Langsung ke konten utama

Hari Itu dan Kini: 17 Agustus 2011 dan 17 Agustus 2012


Menengok sejenak, hari kemerdekaan Republik Indonesia, menjadi sebuah peristiwa yang sungguh akan berbeda ketika dirayakan di satu tempat dengan tempat yang lain. Tentang bagaimana detil kecil dalam persiapan upacara pengibaran bendera, esensi dari setiap susunan acara, waktu tepat untuk berkumpul bersama sesama orang Indonesia, yang di dalamnya terdapat berbagai balutan nilai yang hingga kini masih berusaha untuk dibangun bukan hanya dalam bentuk kata demi kata, namun dalam bentuk nyata untuk memperlihatkan esensi secara nyata orang- orang yang menggaungkan semangat tersebut di dunia maya, di berbagai media hingga seantero dunia pun tahu mengenai hari kemerdekaan Republik Indonesia.

> _SEGMEN DATA_:

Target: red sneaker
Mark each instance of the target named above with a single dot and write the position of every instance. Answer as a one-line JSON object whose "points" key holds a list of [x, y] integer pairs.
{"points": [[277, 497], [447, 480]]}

> _TUGAS WAJIB 1_:
Dua tanggal apa yang disebut dalam judul teks tentang hari kemerdekaan Republik Indonesia?
> _TUGAS WAJIB 2_:
Tuliskan kembali bagian teks tentang hari kemerdekaan Republik Indonesia dari "Menengok sejenak, hari" sampai "kemerdekaan Republik Indonesia.".

> _HASIL YANG BENAR 1_:
17 Agustus 2011 dan 17 Agustus 2012.

> _HASIL YANG BENAR 2_:
Menengok sejenak, hari kemerdekaan Republik Indonesia, menjadi sebuah peristiwa yang sungguh akan berbeda ketika dirayakan di satu tempat dengan tempat yang lain. Tentang bagaimana detil kecil dalam persiapan upacara pengibaran bendera, esensi dari setiap susunan acara, waktu tepat untuk berkumpul bersama sesama orang Indonesia, yang di dalamnya terdapat berbagai balutan nilai yang hingga kini masih berusaha untuk dibangun bukan hanya dalam bentuk kata demi kata, namun dalam bentuk nyata untuk memperlihatkan esensi secara nyata orang- orang yang menggaungkan semangat tersebut di dunia maya, di berbagai media hingga seantero dunia pun tahu mengenai hari kemerdekaan Republik Indonesia.